Hace un siglo, los biólogos y los antropólogos creían que las razas de nuestro género no tenían las mismas aptitudes para alcanzar la civilización industrial. Thomas Huxley (acérrimo defensor de Darwin), uno de los científicos más doctos de su época, dijo:

Es muy posible que algunos negros sean mejores que algunos blancos, pero ningún ser racional conocedor de los hechos cree que el negro medio sea igual y menos aún superior al blanco medio. Y, si esto es cierto, resulta sencillamente increíble que, cuando desaparezcan sus desventajas [sociales] y pueda desenvolverse en condiciones de igualdad, sin ventaja pero sin opresor, nuestro pariente prognático sepa luchar con éxito contra su rival de mayor cerebro y mandíbula más pequeña, en una confrontación que ha de hacerse a golpe de pensamiento y no a mordiscos.

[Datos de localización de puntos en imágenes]

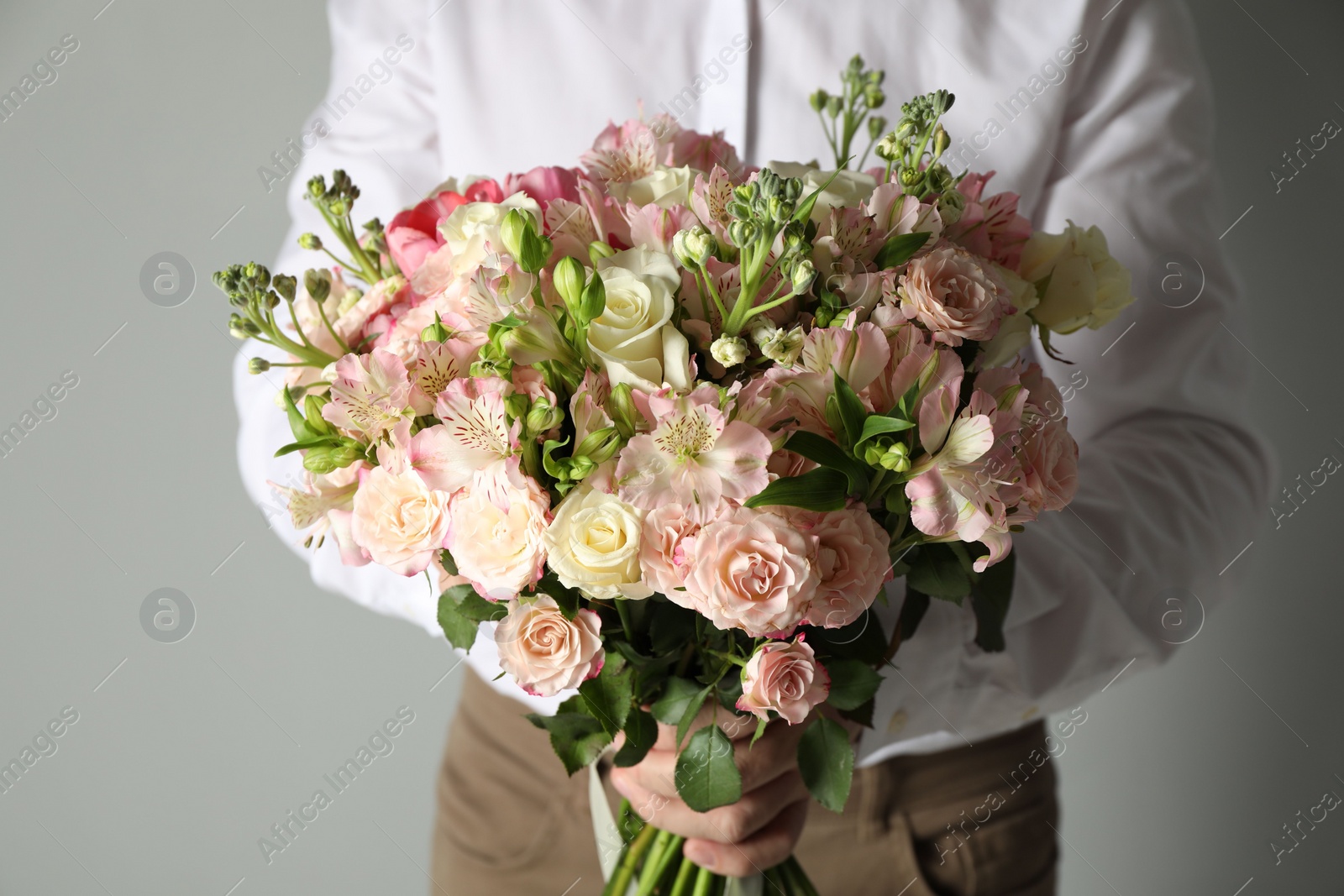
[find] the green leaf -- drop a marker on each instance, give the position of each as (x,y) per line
(879,425)
(900,249)
(991,597)
(826,761)
(676,694)
(609,698)
(297,422)
(853,683)
(706,773)
(819,490)
(827,453)
(689,715)
(459,631)
(911,611)
(577,738)
(318,441)
(642,731)
(853,412)
(938,573)
(474,606)
(804,211)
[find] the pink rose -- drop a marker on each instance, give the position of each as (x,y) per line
(851,559)
(499,548)
(413,234)
(398,520)
(954,296)
(544,652)
(546,184)
(752,571)
(786,678)
(669,533)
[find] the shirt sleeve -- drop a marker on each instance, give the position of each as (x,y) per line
(1171,476)
(378,123)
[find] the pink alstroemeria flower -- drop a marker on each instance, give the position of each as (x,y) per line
(694,456)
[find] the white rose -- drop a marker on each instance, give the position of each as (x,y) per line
(544,652)
(1014,329)
(400,520)
(635,338)
(665,187)
(499,550)
(593,544)
(847,190)
(1088,288)
(472,231)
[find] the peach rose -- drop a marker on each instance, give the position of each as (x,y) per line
(499,548)
(786,678)
(953,295)
(398,520)
(752,571)
(851,560)
(544,652)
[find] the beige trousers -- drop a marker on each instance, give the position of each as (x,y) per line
(974,821)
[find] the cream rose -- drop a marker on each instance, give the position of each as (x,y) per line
(472,231)
(1088,288)
(544,652)
(786,678)
(400,520)
(635,338)
(847,190)
(1014,329)
(665,187)
(593,544)
(752,571)
(953,295)
(497,548)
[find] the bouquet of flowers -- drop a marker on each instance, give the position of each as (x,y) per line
(669,423)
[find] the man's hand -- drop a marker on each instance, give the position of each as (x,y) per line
(752,835)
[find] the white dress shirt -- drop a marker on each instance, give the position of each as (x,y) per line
(1095,112)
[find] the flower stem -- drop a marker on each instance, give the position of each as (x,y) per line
(631,857)
(680,887)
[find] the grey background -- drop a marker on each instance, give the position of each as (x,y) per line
(183,758)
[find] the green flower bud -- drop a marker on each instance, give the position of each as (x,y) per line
(940,141)
(895,458)
(803,275)
(569,282)
(600,445)
(729,351)
(318,281)
(622,407)
(284,284)
(313,406)
(436,332)
(593,301)
(543,417)
(692,248)
(517,406)
(951,207)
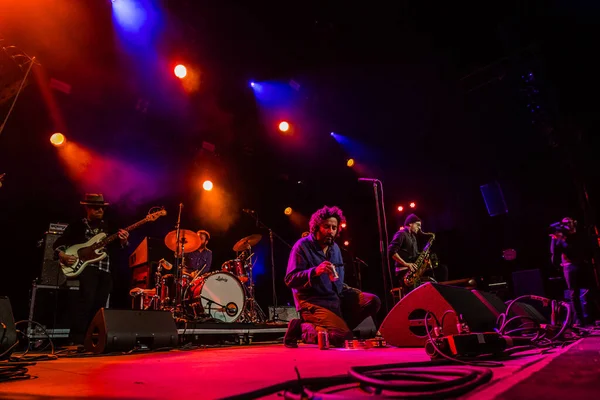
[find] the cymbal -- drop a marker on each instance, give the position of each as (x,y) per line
(189,239)
(245,243)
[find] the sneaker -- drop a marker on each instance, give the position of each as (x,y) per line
(293,334)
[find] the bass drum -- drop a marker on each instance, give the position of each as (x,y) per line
(219,295)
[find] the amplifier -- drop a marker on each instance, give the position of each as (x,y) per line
(52,307)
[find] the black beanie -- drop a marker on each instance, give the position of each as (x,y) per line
(412,218)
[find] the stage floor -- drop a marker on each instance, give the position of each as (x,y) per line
(211,373)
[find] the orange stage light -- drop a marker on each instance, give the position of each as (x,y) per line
(58,139)
(180,71)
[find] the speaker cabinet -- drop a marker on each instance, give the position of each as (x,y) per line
(8,337)
(124,330)
(404,326)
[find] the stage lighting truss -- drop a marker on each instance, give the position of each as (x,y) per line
(15,66)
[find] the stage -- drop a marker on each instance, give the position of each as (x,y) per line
(209,373)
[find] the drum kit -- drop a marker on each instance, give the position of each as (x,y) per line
(226,295)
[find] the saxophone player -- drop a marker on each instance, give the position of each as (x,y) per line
(404,248)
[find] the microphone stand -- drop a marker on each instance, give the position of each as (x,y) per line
(272,234)
(178,253)
(385,266)
(356,264)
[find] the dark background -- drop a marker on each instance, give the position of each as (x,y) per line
(435,99)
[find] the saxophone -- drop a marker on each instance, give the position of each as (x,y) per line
(413,277)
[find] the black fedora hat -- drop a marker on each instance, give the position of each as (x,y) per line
(93,199)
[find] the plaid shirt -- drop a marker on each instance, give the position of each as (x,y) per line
(102,265)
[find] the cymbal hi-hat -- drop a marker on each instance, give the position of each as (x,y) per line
(247,242)
(189,239)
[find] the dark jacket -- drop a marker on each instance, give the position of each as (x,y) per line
(306,286)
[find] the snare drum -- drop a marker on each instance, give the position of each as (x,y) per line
(235,267)
(219,295)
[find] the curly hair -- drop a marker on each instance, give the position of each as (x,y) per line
(323,214)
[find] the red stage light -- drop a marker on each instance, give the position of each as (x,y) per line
(180,71)
(58,139)
(284,126)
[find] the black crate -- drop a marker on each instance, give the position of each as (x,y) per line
(52,307)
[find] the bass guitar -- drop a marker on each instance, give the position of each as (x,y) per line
(92,251)
(413,279)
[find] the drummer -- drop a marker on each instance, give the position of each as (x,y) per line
(199,261)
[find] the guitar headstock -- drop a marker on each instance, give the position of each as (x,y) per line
(155,215)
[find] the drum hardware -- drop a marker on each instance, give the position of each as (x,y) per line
(254,313)
(220,289)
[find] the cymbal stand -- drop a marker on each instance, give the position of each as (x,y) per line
(255,313)
(157,301)
(178,254)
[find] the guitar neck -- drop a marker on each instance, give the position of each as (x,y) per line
(115,236)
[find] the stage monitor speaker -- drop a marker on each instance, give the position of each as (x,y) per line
(404,326)
(528,311)
(284,313)
(8,337)
(124,330)
(366,329)
(529,281)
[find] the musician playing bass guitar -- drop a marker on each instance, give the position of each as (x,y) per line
(95,281)
(404,251)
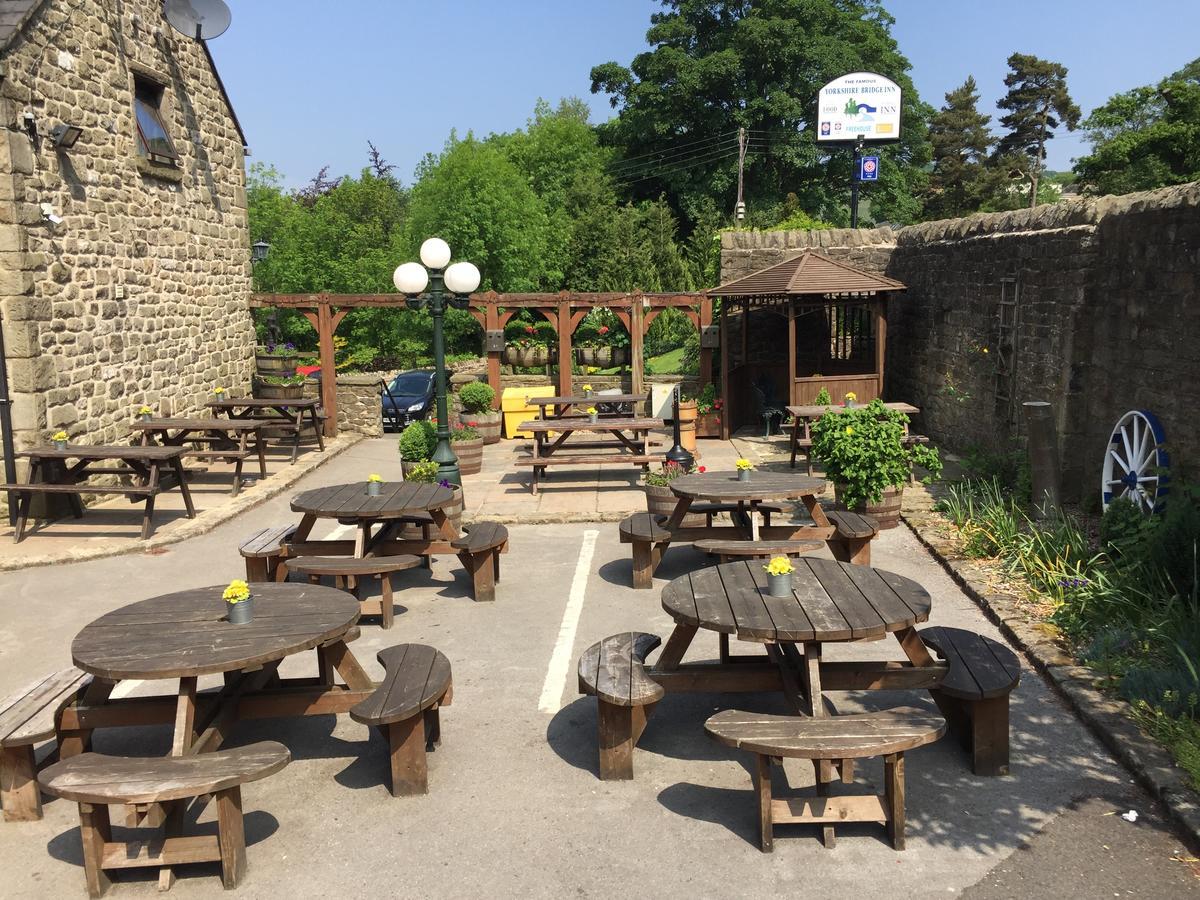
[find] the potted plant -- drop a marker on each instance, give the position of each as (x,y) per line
(708,413)
(239,603)
(660,499)
(279,360)
(477,400)
(779,576)
(426,473)
(468,447)
(279,387)
(864,454)
(417,444)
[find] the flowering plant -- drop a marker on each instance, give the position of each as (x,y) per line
(780,565)
(237,593)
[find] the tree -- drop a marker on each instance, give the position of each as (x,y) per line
(1145,138)
(719,65)
(1037,103)
(960,179)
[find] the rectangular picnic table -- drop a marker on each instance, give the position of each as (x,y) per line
(804,417)
(630,437)
(49,473)
(227,439)
(291,414)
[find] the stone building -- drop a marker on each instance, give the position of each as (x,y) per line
(125,255)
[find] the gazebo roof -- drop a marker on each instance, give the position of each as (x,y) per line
(809,273)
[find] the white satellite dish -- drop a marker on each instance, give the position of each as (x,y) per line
(201,19)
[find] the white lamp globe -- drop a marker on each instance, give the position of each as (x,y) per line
(436,253)
(462,277)
(411,279)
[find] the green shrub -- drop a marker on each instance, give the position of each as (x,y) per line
(417,442)
(477,397)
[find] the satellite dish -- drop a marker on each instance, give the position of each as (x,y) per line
(201,19)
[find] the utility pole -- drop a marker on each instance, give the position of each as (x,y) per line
(739,208)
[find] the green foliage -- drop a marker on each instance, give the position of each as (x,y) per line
(423,473)
(714,67)
(1037,103)
(863,449)
(477,396)
(418,442)
(1146,137)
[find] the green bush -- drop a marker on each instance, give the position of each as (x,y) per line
(477,397)
(417,442)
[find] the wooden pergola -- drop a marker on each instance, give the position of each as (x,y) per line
(564,311)
(799,325)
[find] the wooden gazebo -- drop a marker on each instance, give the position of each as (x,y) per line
(799,325)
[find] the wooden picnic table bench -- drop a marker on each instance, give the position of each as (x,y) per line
(286,414)
(630,436)
(49,473)
(225,438)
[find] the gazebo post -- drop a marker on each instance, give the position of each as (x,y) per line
(636,315)
(564,345)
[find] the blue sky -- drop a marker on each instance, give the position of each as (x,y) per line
(313,81)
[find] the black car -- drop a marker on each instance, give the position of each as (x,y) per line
(407,397)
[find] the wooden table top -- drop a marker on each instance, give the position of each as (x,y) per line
(816,412)
(395,499)
(725,486)
(262,403)
(610,424)
(199,424)
(103,451)
(831,601)
(186,634)
(594,399)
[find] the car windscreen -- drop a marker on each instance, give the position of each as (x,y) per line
(411,383)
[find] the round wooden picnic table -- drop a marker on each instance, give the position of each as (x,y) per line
(831,601)
(186,634)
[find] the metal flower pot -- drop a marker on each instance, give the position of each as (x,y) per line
(240,613)
(779,585)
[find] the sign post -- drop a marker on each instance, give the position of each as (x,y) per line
(853,109)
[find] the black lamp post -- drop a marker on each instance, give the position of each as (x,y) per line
(448,286)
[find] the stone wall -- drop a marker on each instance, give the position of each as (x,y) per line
(1107,318)
(139,294)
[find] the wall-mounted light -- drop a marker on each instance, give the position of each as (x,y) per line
(64,136)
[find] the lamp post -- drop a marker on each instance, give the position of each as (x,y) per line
(448,286)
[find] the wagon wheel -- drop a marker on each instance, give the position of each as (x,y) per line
(1135,462)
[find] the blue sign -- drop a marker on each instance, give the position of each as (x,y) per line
(869,168)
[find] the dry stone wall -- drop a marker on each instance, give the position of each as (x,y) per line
(141,293)
(1107,300)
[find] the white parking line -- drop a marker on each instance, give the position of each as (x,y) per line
(561,660)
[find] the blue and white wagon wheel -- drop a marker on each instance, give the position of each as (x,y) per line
(1135,463)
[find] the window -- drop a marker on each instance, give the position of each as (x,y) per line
(154,143)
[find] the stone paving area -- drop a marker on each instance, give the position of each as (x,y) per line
(515,807)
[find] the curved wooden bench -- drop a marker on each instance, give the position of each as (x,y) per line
(479,551)
(973,696)
(757,550)
(95,781)
(843,737)
(345,568)
(853,533)
(405,707)
(615,671)
(28,718)
(263,552)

**Instrucciones de trabajo:**
1: Según el texto sobre las creencias raciales de hace un siglo, ¿de quién era Thomas Huxley acérrimo defensor?
2: Por favor, prosigue el texto sobre las creencias raciales de hace un siglo a partir de su última oración.
El listado no guarda ninguna relación con el texto de la página.

**Respuestas escritas:**
1: De Darwin.

2:
Los hechos aducidos por Huxley sencillamente no eran hechos, por cuanto las investigaciones posteriores demuestran que se basan en muestras poco representativas, técnicas de medición erróneas y estereotipos etnocéntricos. Pero para muchas personas de su generación, la prueba aparentemente irrefutable de la superioridad racial se fundamentaba en el fracaso de los negros y de otras razas a la hora de competir con éxito contra los blancos en la industria, el comercio y la guerra. Los blancos de Europa y América habían conseguido dominar política y económicamente a casi toda la especie humana. ¿No era acaso prueba suficiente de la superioridad racial de los blancos el atraso industrial de los pueblos asiáticos, africanos y americanos? Deseosos de justificar su hegemonía imperial, los europeos y los estadounidenses no se daban cuenta de la falsedad de este argumento. Olvidaban convenientemente los grandes vuelcos de la historia, como la destrucción de Roma por tribus germánicas «atrasadas» y el fin de 2.000 años de dominación imperial en China a manos de los marineros narigudos, peludos y rubicundos, que vivían al otro lado del mundo en reinos pequeños y atrasados.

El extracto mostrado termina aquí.